_About this task_
The records follow. Copy them exactly, but omit the pictures.

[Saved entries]
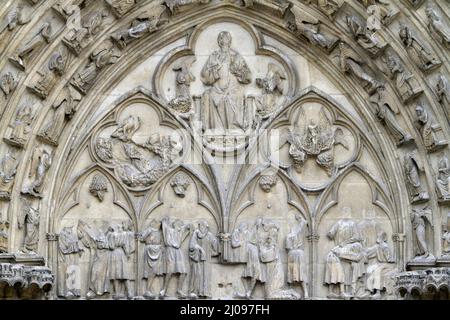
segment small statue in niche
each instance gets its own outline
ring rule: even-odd
[[[9,222],[0,221],[0,253],[8,252]]]
[[[106,3],[111,6],[111,10],[117,17],[122,17],[129,12],[138,0],[106,0]]]
[[[410,102],[423,93],[419,82],[411,73],[405,70],[400,59],[395,54],[387,53],[383,57],[383,61],[388,68],[389,77],[395,80],[395,86],[404,103]]]
[[[405,154],[403,164],[406,175],[406,187],[411,203],[426,202],[430,199],[428,192],[423,188],[420,173],[423,171],[415,152]]]
[[[385,88],[380,88],[375,95],[375,99],[371,100],[375,106],[375,115],[383,124],[389,134],[395,139],[397,146],[413,140],[412,136],[406,132],[395,118],[394,111],[385,99]]]
[[[411,32],[411,30],[403,25],[400,28],[400,39],[406,48],[409,56],[414,60],[422,71],[430,71],[439,67],[442,62],[431,51],[421,43]]]
[[[259,179],[259,186],[264,192],[270,193],[277,182],[278,175],[276,173],[264,173],[261,174],[261,178]]]
[[[64,227],[58,236],[58,296],[72,299],[81,296],[78,256],[83,249],[73,227]]]
[[[23,253],[36,254],[39,242],[39,210],[31,206],[31,203],[24,201],[21,216],[18,219],[18,228],[24,229],[24,239],[22,245]]]
[[[17,111],[16,118],[12,124],[12,132],[6,142],[22,148],[28,140],[31,132],[31,124],[35,118],[31,101],[26,101]]]
[[[8,98],[8,96],[16,89],[16,87],[17,80],[15,79],[12,72],[7,72],[1,76],[0,88],[2,89],[6,98]]]
[[[11,62],[22,70],[25,70],[25,62],[36,50],[45,44],[50,43],[52,26],[50,23],[44,23],[38,32],[24,46],[19,48],[10,58]]]
[[[72,119],[81,95],[70,85],[65,86],[55,103],[53,103],[53,116],[40,130],[38,137],[53,146],[58,145],[66,122]]]
[[[346,21],[353,38],[372,57],[378,56],[386,48],[387,43],[380,40],[375,32],[369,31],[367,26],[356,16],[347,16]]]
[[[31,16],[25,17],[23,9],[23,4],[19,2],[8,12],[6,21],[4,21],[2,26],[0,27],[0,34],[2,34],[5,29],[13,31],[17,27],[23,26],[30,22]]]
[[[411,212],[411,224],[413,227],[414,260],[434,260],[427,242],[427,224],[433,228],[431,209],[413,209]]]
[[[439,74],[438,76],[436,94],[441,104],[450,106],[450,86],[447,78],[443,74]]]
[[[293,159],[295,170],[300,173],[308,155],[316,157],[316,162],[332,176],[337,168],[334,163],[334,147],[342,145],[349,150],[342,128],[333,125],[324,108],[320,110],[319,121],[308,120],[303,108],[298,115],[302,127],[290,130],[288,142],[291,145],[289,155]]]
[[[217,237],[209,231],[208,223],[200,221],[189,241],[191,261],[189,297],[211,298],[211,257],[219,254]]]
[[[147,279],[147,289],[144,297],[154,299],[156,294],[152,291],[152,284],[156,277],[164,276],[163,235],[161,222],[152,220],[150,226],[139,234],[139,240],[145,243],[144,247],[144,274]]]
[[[432,123],[432,119],[423,104],[416,107],[417,123],[420,126],[420,134],[422,135],[423,144],[429,152],[436,151],[447,145],[445,141],[440,141],[437,136],[439,125]]]
[[[430,32],[435,34],[446,48],[450,48],[450,27],[445,24],[442,17],[439,16],[431,3],[427,6],[426,14]]]
[[[384,25],[391,23],[392,19],[399,13],[394,5],[388,0],[358,0],[368,10],[368,13],[379,15]],[[371,10],[373,8],[373,12]]]
[[[187,276],[187,267],[181,245],[191,233],[192,225],[184,224],[179,219],[173,221],[167,216],[161,220],[161,223],[165,247],[165,276],[163,289],[159,295],[162,298],[166,297],[170,279],[174,275],[178,275],[177,296],[181,299],[186,298],[186,294],[183,292],[183,284]]]
[[[195,81],[195,76],[191,72],[192,65],[195,63],[195,57],[182,59],[173,67],[176,72],[175,77],[175,95],[176,97],[169,102],[169,106],[178,113],[187,114],[192,111],[191,83]]]
[[[376,80],[364,70],[364,59],[362,59],[352,48],[350,48],[349,45],[345,42],[341,42],[339,44],[339,48],[339,65],[342,72],[353,74],[356,78],[358,78],[364,86],[364,89],[367,90],[370,95],[374,94],[378,88],[383,86],[383,83]]]
[[[111,138],[117,138],[123,142],[129,142],[136,131],[141,127],[141,119],[130,115],[120,122],[119,127],[111,134]]]
[[[52,155],[45,148],[36,147],[33,152],[28,177],[32,179],[31,184],[22,190],[22,194],[42,198],[42,187],[44,185],[47,171],[52,165]]]
[[[117,42],[119,48],[124,49],[134,40],[158,30],[165,10],[166,7],[158,4],[149,11],[143,12],[133,20],[129,28],[120,30],[112,36],[112,39]]]
[[[285,73],[274,63],[269,63],[266,77],[256,79],[256,85],[262,89],[262,95],[256,97],[256,113],[261,119],[268,118],[276,111],[277,98],[284,93]]]
[[[108,192],[108,179],[102,174],[96,174],[89,184],[89,192],[102,202],[105,198],[105,193]]]
[[[191,181],[189,177],[182,172],[177,173],[177,175],[170,182],[170,186],[173,188],[173,191],[180,198],[184,198],[186,196],[186,191],[190,184]]]
[[[445,154],[438,162],[436,191],[440,201],[450,201],[450,161]]]
[[[450,259],[450,213],[447,212],[442,230],[442,256],[441,259]]]
[[[113,299],[125,297],[121,287],[124,287],[126,296],[133,297],[131,280],[134,279],[128,265],[130,255],[135,251],[135,236],[132,231],[132,222],[123,222],[122,226],[115,225],[108,228],[106,242],[110,250],[107,277],[112,281]]]
[[[19,161],[8,151],[0,160],[0,200],[10,200]]]
[[[325,33],[322,23],[307,14],[298,7],[292,7],[291,12],[295,16],[295,23],[289,23],[288,28],[298,37],[303,36],[312,44],[330,52],[337,45],[339,39],[331,34]]]
[[[89,42],[100,33],[105,18],[108,16],[106,11],[95,11],[89,14],[84,21],[81,22],[79,28],[73,28],[64,38],[64,43],[71,48],[76,54],[89,44]]]
[[[61,77],[64,74],[67,60],[67,49],[61,47],[50,57],[46,70],[43,72],[37,72],[41,78],[32,87],[29,87],[30,90],[42,99],[47,98],[58,77]]]
[[[287,258],[287,283],[300,284],[303,290],[303,298],[308,298],[308,261],[304,249],[307,222],[298,213],[295,214],[295,225],[286,236]]]
[[[208,58],[201,71],[205,86],[202,96],[202,126],[205,130],[245,130],[242,85],[252,81],[244,58],[231,49],[232,37],[222,31],[217,37],[219,50]]]
[[[120,57],[120,53],[116,52],[113,46],[94,51],[89,57],[90,62],[73,76],[71,84],[81,93],[86,94],[93,86],[100,71],[106,66],[115,64]]]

_Exercise solution_
segment small statue in niche
each instance gets its own outline
ring rule: even-odd
[[[9,222],[0,221],[0,253],[8,252]]]
[[[106,3],[111,6],[111,10],[117,17],[122,17],[129,12],[138,0],[106,0]]]
[[[410,102],[423,93],[419,82],[411,73],[405,70],[400,59],[395,54],[387,53],[383,57],[383,61],[388,68],[389,77],[395,80],[395,86],[404,103]]]
[[[405,154],[403,164],[406,175],[406,187],[411,203],[426,202],[430,199],[428,192],[423,188],[420,173],[423,171],[415,152]]]
[[[385,88],[380,88],[375,95],[375,99],[371,100],[375,106],[375,115],[383,124],[389,134],[395,139],[397,146],[413,140],[412,136],[406,132],[395,118],[394,111],[385,99]]]
[[[411,32],[411,30],[403,25],[400,28],[400,39],[406,48],[409,56],[414,60],[422,71],[430,71],[439,67],[442,62],[431,51],[421,43]]]
[[[259,179],[259,186],[264,192],[270,193],[277,182],[278,175],[276,173],[264,173],[261,174],[261,178]]]
[[[64,227],[58,236],[58,296],[72,299],[81,296],[78,256],[83,249],[73,227]]]
[[[23,253],[36,254],[39,242],[39,210],[31,206],[31,203],[24,201],[21,216],[18,219],[18,228],[24,229],[24,239],[22,245]]]
[[[17,111],[16,118],[12,124],[12,132],[6,142],[22,148],[28,140],[31,132],[31,124],[35,118],[31,101],[26,101]]]
[[[8,98],[8,96],[16,89],[16,87],[17,80],[15,79],[12,72],[7,72],[1,76],[0,88],[2,89],[6,98]]]
[[[11,62],[22,70],[25,70],[25,62],[36,50],[45,44],[50,43],[52,26],[50,23],[44,23],[38,32],[24,46],[19,48],[10,58]]]
[[[72,119],[81,95],[70,85],[65,86],[55,103],[53,103],[53,116],[40,130],[38,137],[53,146],[58,145],[66,122]]]
[[[346,21],[353,38],[372,57],[378,56],[386,48],[387,43],[380,40],[375,32],[369,31],[367,26],[356,16],[347,16]]]
[[[31,16],[25,17],[23,9],[23,4],[19,2],[8,12],[6,21],[4,21],[2,26],[0,27],[0,34],[2,34],[5,29],[13,31],[17,27],[23,26],[30,22]]]
[[[411,212],[411,224],[413,227],[414,260],[434,260],[427,242],[427,224],[433,228],[431,209],[413,209]]]
[[[439,74],[438,76],[436,94],[441,104],[450,106],[450,86],[447,78],[443,74]]]
[[[293,159],[295,170],[300,173],[308,155],[316,157],[316,162],[332,176],[337,168],[334,163],[334,147],[342,145],[349,150],[342,128],[333,125],[324,108],[320,110],[319,121],[308,120],[303,108],[298,115],[302,127],[290,130],[288,142],[291,145],[289,155]]]
[[[217,237],[209,231],[208,223],[200,221],[189,241],[191,261],[189,297],[211,298],[211,257],[219,254]]]
[[[147,279],[147,289],[144,297],[154,299],[156,294],[152,291],[152,284],[156,277],[164,276],[163,235],[161,222],[152,220],[150,226],[139,234],[139,240],[145,243],[144,247],[144,274]]]
[[[432,123],[432,119],[423,104],[416,107],[417,123],[420,126],[420,134],[422,135],[423,144],[429,152],[436,151],[447,145],[445,141],[440,141],[437,136],[439,125]]]
[[[430,32],[435,34],[446,48],[450,48],[450,27],[445,24],[442,17],[439,16],[431,3],[427,6],[426,14]]]
[[[384,25],[391,23],[392,19],[399,13],[394,5],[388,0],[358,0],[368,10],[368,13],[379,15]],[[371,10],[373,8],[373,12]]]
[[[187,276],[187,267],[181,245],[191,233],[192,225],[184,224],[179,219],[173,221],[167,216],[161,220],[161,223],[165,247],[165,276],[163,289],[159,295],[162,298],[166,297],[170,279],[174,275],[178,275],[177,296],[181,299],[186,298],[186,294],[183,292],[183,284]]]
[[[195,81],[195,76],[191,72],[192,65],[195,63],[195,57],[182,59],[173,67],[176,72],[175,77],[175,95],[176,97],[169,102],[169,106],[178,113],[187,114],[192,111],[191,83]]]
[[[376,80],[364,70],[364,59],[362,59],[352,48],[350,48],[349,45],[345,42],[341,42],[339,44],[339,48],[339,65],[342,72],[353,74],[356,78],[358,78],[364,86],[364,89],[367,90],[370,95],[374,94],[378,88],[383,86],[383,83]]]
[[[111,138],[117,138],[123,142],[129,142],[136,131],[141,127],[141,119],[130,115],[120,122],[119,127],[111,134]]]
[[[52,155],[45,148],[36,147],[33,152],[28,177],[32,179],[31,184],[22,190],[22,194],[42,198],[42,187],[44,185],[47,171],[52,165]]]
[[[117,42],[119,48],[124,49],[134,40],[158,30],[165,10],[166,7],[158,4],[149,11],[143,12],[133,20],[129,28],[120,30],[112,36],[112,39]]]
[[[285,73],[274,63],[269,63],[266,77],[256,79],[256,85],[262,89],[262,95],[256,97],[256,113],[261,119],[268,118],[276,111],[277,98],[284,93]]]
[[[108,192],[108,179],[102,174],[96,174],[89,184],[89,192],[102,202],[105,198],[105,193]]]
[[[191,181],[189,177],[182,172],[177,173],[177,175],[170,182],[170,186],[173,188],[173,191],[180,198],[184,198],[186,196],[186,191],[190,184]]]
[[[445,154],[438,162],[436,191],[440,201],[450,201],[450,161]]]
[[[450,259],[450,213],[447,212],[442,230],[442,256],[441,259]]]
[[[113,299],[125,297],[121,287],[124,287],[126,296],[133,297],[131,280],[134,279],[128,265],[130,255],[135,251],[135,236],[132,231],[132,222],[123,222],[122,226],[115,225],[108,228],[106,242],[110,250],[107,277],[112,281]]]
[[[19,161],[8,151],[0,160],[0,200],[10,200]]]
[[[325,33],[322,23],[307,14],[298,7],[292,7],[291,12],[295,16],[295,23],[289,23],[288,28],[298,37],[303,36],[312,44],[330,52],[337,45],[339,39],[331,34]]]
[[[89,42],[100,33],[105,18],[108,16],[106,11],[95,11],[89,14],[84,21],[81,22],[79,28],[73,28],[64,38],[64,43],[71,48],[76,54],[89,44]]]
[[[61,77],[64,74],[67,60],[67,49],[61,47],[50,57],[46,70],[43,72],[37,72],[41,78],[32,87],[29,87],[30,90],[42,99],[47,98],[58,77]]]
[[[287,258],[287,283],[300,284],[303,290],[303,298],[308,298],[308,261],[304,249],[307,222],[298,213],[295,214],[295,225],[286,236]]]
[[[208,58],[201,71],[205,86],[202,96],[202,126],[205,130],[245,130],[242,85],[252,81],[244,58],[231,49],[232,37],[222,31],[217,37],[219,50]]]
[[[120,57],[120,53],[116,52],[113,46],[94,51],[89,57],[90,62],[73,76],[71,84],[81,93],[86,94],[93,86],[100,71],[106,66],[115,64]]]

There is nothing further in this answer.